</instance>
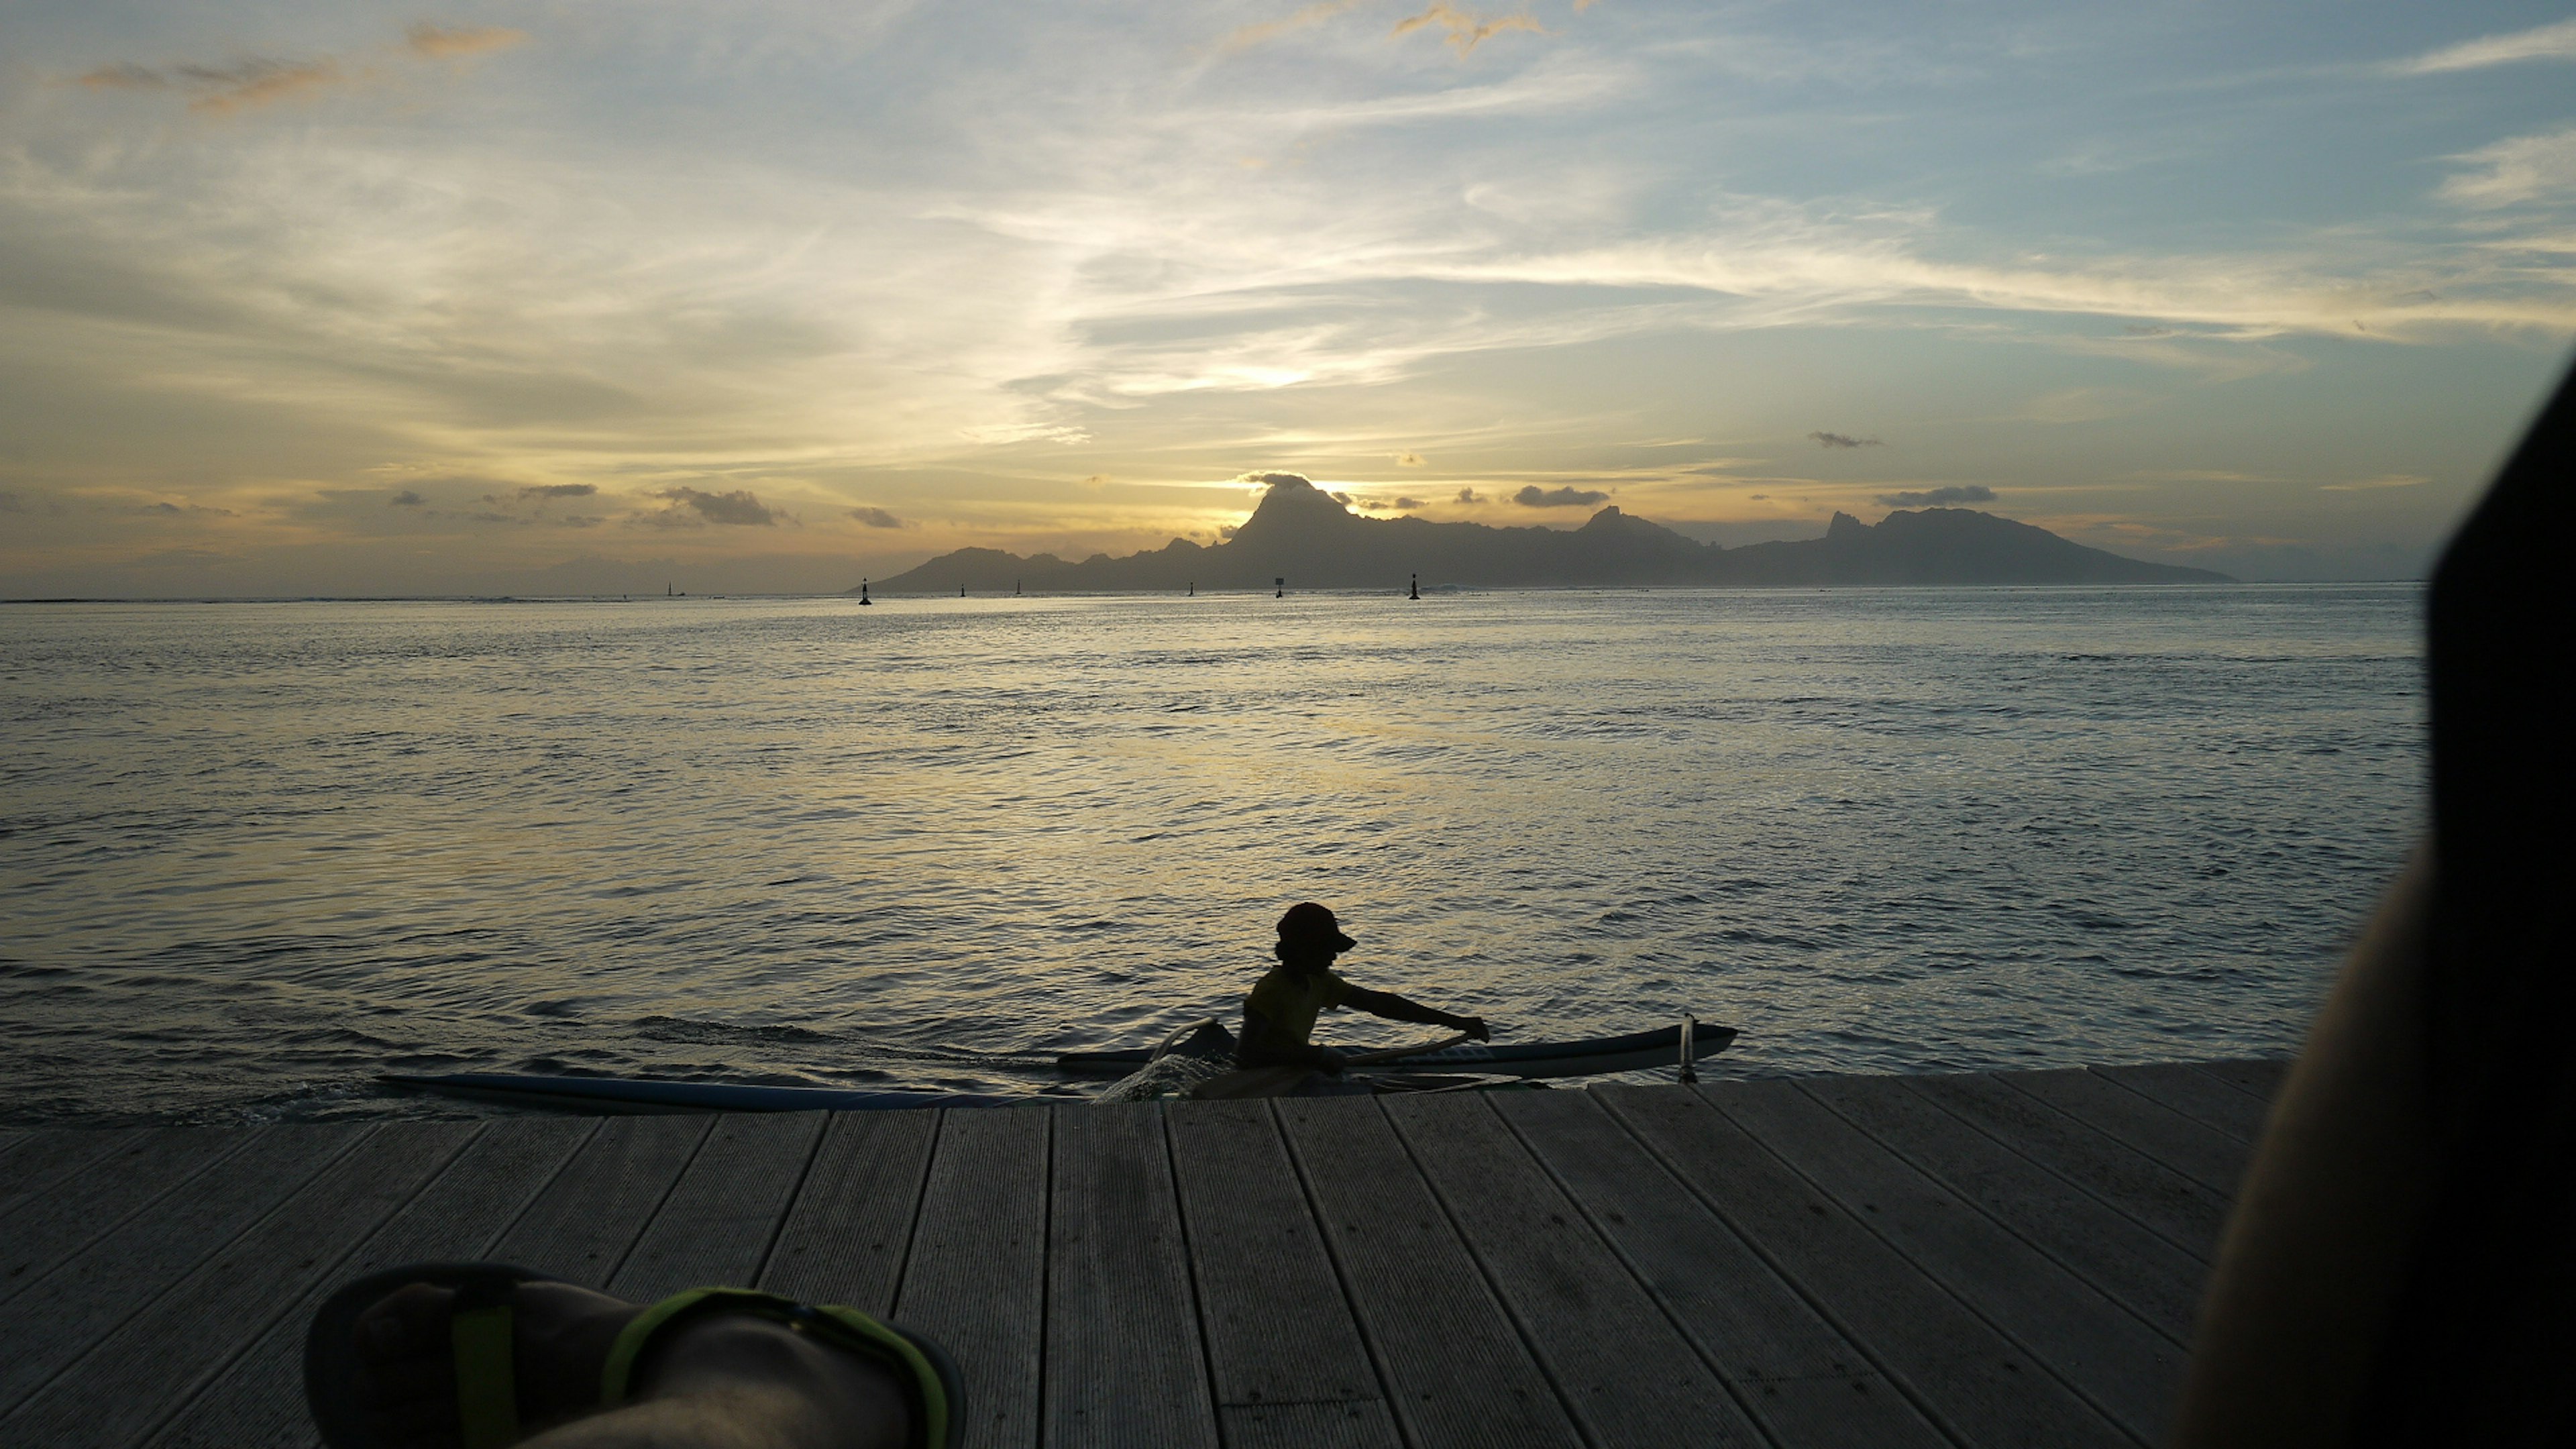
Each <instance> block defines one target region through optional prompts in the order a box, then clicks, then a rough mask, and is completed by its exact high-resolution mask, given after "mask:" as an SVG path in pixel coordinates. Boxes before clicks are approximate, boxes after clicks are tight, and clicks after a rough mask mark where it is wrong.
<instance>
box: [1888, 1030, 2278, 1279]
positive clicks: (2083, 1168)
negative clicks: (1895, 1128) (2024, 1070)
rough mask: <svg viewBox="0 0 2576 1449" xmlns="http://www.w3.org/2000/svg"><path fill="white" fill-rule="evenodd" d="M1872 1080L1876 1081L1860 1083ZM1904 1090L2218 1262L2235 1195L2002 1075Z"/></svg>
mask: <svg viewBox="0 0 2576 1449" xmlns="http://www.w3.org/2000/svg"><path fill="white" fill-rule="evenodd" d="M1860 1080H1868V1078H1860ZM1896 1080H1899V1083H1901V1085H1904V1091H1911V1093H1917V1096H1922V1098H1924V1101H1932V1104H1935V1106H1940V1109H1942V1111H1947V1114H1953V1116H1958V1119H1960V1122H1965V1124H1968V1127H1976V1129H1978V1132H1984V1134H1986V1137H1989V1140H1994V1142H1999V1145H2004V1147H2009V1150H2012V1152H2014V1155H2020V1158H2027V1160H2032V1163H2038V1165H2040V1168H2048V1171H2050V1173H2056V1176H2061V1178H2066V1181H2071V1183H2076V1186H2079V1189H2084V1191H2087V1194H2092V1196H2094V1201H2102V1204H2107V1207H2110V1209H2115V1212H2120V1214H2123V1217H2128V1220H2130V1222H2138V1225H2143V1227H2148V1230H2151V1232H2156V1235H2159V1238H2164V1240H2166V1243H2172V1245H2177V1248H2182V1250H2184V1253H2192V1256H2195V1258H2200V1261H2210V1256H2213V1253H2215V1250H2218V1230H2221V1225H2226V1217H2228V1196H2226V1194H2223V1191H2218V1189H2210V1186H2202V1183H2195V1181H2192V1178H2187V1176H2182V1173H2177V1171H2174V1168H2166V1165H2164V1163H2159V1160H2156V1158H2148V1155H2146V1152H2141V1150H2136V1147H2130V1145H2128V1142H2117V1140H2112V1137H2105V1134H2102V1132H2097V1129H2092V1127H2087V1124H2084V1122H2079V1119H2074V1116H2066V1114H2063V1111H2058V1109H2053V1106H2048V1104H2045V1101H2038V1098H2032V1096H2030V1093H2025V1091H2014V1088H2012V1085H2009V1083H2007V1080H2004V1078H1999V1075H1937V1078H1896Z"/></svg>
* * * * * * * * *
BRIEF: Begin at the line that has "Each <instance> block" in the entries above; stop after the line that has "negative clicks: (1895, 1128) (2024, 1070)". Transcribe exactly those lines and no others.

ANSWER BOX:
Each <instance> block defines one target region through optional prompts in the order a box, then clicks, then a rough mask, and is completed by its exact high-resolution mask, given after "mask:" as an SVG path in pixel coordinates. Boxes before clicks are approximate, boxes after clicks are tight, and clicks after a rough mask mark where it is wrong.
<instance>
box: [1888, 1030, 2278, 1279]
positive clicks: (2083, 1168)
negative clicks: (1895, 1128) (2024, 1070)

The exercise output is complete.